### Task description
Copy the data below word for word, beginning at the line that contains "In this picture, where can the dog's paw" and stopping after the final line of the data.

### Data extract
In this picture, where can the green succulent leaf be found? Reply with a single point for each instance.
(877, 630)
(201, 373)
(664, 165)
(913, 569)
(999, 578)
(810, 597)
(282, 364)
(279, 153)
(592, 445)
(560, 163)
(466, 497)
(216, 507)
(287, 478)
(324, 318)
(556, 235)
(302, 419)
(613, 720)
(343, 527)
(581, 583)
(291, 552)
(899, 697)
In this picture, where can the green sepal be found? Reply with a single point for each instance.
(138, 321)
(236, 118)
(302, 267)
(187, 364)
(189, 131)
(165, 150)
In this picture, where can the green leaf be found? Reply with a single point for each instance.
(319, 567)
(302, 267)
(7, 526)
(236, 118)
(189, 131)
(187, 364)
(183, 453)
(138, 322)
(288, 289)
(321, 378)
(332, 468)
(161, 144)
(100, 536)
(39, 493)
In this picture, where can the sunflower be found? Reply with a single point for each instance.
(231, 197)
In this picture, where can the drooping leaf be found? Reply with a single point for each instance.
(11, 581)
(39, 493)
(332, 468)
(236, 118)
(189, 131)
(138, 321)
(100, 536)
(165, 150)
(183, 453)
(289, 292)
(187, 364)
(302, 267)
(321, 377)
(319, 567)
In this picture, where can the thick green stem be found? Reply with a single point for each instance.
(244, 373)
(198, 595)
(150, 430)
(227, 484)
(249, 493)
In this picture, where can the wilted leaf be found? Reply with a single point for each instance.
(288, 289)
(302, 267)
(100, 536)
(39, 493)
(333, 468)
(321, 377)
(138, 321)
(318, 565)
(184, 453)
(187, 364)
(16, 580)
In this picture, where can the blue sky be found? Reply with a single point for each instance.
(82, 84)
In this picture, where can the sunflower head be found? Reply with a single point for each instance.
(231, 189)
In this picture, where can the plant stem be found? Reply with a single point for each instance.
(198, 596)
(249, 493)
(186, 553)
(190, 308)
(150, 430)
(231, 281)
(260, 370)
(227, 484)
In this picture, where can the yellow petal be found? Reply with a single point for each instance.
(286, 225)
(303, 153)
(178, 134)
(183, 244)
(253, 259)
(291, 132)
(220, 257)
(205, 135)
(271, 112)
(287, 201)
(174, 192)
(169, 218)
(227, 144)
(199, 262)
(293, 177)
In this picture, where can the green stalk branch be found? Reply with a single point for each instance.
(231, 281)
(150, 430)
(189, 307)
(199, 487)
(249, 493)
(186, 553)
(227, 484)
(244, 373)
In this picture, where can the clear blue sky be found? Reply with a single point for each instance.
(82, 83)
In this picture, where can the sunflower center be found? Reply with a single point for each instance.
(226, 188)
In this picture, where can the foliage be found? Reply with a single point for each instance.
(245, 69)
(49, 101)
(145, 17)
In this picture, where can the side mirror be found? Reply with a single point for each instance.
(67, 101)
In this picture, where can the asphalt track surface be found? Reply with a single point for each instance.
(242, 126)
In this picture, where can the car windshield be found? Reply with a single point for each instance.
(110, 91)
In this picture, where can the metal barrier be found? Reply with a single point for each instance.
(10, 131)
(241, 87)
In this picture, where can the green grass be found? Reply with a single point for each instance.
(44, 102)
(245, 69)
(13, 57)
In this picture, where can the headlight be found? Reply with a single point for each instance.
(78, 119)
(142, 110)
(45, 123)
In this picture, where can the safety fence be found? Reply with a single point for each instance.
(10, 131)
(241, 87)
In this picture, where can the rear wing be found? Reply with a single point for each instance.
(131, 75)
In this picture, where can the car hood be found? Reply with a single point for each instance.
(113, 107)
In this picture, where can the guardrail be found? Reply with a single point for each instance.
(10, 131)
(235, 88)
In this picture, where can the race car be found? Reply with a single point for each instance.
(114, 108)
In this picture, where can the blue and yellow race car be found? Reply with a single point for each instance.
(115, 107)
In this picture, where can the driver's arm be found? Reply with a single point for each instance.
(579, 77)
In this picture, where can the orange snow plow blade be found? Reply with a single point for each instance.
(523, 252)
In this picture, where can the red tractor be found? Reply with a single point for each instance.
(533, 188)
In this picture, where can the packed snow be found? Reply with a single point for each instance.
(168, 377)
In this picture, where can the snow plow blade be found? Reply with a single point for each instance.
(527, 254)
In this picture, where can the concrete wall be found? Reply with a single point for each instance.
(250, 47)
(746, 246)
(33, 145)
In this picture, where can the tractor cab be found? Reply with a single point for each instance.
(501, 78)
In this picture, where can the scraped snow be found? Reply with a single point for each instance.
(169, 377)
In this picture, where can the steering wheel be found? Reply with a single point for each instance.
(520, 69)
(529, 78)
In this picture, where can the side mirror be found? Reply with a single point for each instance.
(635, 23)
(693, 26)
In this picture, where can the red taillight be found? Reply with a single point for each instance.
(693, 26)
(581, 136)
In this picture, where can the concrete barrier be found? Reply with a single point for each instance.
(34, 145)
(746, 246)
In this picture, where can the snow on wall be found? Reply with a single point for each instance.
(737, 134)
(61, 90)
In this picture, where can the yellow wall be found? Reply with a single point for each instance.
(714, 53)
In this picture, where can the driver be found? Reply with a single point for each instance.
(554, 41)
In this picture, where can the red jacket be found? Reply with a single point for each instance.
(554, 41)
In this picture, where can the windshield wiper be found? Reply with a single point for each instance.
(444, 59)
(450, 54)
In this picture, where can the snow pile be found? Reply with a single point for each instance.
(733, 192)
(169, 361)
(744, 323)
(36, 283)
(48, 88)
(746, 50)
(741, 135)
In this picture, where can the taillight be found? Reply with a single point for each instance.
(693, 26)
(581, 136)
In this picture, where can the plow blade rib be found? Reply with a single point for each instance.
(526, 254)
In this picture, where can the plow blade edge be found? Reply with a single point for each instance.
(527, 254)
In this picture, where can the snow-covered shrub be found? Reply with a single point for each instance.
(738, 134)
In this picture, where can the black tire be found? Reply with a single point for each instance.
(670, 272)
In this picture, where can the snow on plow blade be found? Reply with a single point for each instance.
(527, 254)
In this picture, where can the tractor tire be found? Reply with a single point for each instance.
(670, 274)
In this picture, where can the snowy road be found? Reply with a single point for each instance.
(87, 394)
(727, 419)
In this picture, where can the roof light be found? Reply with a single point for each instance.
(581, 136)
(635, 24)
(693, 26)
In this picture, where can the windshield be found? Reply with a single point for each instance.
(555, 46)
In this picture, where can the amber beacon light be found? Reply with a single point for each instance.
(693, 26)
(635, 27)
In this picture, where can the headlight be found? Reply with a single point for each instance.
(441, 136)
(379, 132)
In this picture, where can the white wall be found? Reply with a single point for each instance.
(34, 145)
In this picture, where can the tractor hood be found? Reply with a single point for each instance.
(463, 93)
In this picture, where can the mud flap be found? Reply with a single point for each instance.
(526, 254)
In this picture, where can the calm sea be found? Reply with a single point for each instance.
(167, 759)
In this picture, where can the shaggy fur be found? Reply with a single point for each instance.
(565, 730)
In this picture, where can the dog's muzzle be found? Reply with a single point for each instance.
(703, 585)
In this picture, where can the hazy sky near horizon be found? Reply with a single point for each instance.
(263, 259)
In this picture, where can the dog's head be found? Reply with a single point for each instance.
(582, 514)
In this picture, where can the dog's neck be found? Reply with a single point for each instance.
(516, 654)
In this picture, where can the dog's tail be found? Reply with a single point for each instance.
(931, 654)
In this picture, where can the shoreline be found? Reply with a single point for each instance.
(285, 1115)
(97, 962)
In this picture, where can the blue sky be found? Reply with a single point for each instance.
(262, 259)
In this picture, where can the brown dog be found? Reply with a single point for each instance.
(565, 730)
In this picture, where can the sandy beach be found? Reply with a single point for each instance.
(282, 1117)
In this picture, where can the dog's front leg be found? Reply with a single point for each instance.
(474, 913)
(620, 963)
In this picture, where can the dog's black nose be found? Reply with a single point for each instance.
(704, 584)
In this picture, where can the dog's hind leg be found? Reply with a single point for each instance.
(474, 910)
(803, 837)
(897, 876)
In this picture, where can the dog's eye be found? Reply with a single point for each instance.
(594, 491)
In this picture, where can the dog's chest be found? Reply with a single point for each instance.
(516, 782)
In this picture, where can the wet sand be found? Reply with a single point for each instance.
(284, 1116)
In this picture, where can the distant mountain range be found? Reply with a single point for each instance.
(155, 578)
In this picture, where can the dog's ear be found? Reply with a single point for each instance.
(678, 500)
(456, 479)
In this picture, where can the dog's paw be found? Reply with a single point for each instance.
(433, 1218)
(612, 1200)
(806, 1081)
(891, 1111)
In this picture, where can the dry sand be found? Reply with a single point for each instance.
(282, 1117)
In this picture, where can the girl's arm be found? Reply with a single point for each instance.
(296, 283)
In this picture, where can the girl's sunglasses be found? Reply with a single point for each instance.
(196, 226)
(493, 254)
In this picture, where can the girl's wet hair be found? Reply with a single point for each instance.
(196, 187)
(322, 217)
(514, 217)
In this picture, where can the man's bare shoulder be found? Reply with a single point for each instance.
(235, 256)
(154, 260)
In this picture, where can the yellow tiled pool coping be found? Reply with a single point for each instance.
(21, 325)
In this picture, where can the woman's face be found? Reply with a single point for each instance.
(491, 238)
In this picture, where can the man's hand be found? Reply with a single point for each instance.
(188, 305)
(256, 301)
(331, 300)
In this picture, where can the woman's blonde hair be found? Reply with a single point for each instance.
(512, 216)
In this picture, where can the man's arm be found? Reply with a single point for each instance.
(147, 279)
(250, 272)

### Solution
In this picture, where can the dog's paw be found? Reply with a single point for each instance.
(433, 1218)
(612, 1200)
(806, 1081)
(891, 1111)
In this picture, where can the dry sand be found? Reply with a single point for each instance.
(282, 1117)
In this picture, where can the girl's arm be found? Reply with a single point for each instance.
(296, 283)
In this picture, where can the girl's sunglasses be found? Reply with a single point for each instance.
(196, 226)
(493, 254)
In this picture, where can the girl's wet hair be found? Reply with a single point for each instance.
(196, 187)
(322, 217)
(514, 217)
In this picture, where can the man's bare shoulder be found? Reply with a single point for each instance.
(235, 256)
(154, 260)
In this picture, where can the yellow tiled pool coping be found? Reply with a single point for each instance.
(21, 325)
In this picture, where can the woman's face be found? Reply with a single point for each instance.
(491, 238)
In this picture, where can the man's hand be found? Reply with a single point for each instance.
(188, 305)
(256, 301)
(331, 300)
In this picture, where can the woman's blonde hair be found? Reply with a single point for each instance.
(512, 216)
In this picture, where can the man's arm be found? Reply with a single point for each instance.
(147, 279)
(250, 272)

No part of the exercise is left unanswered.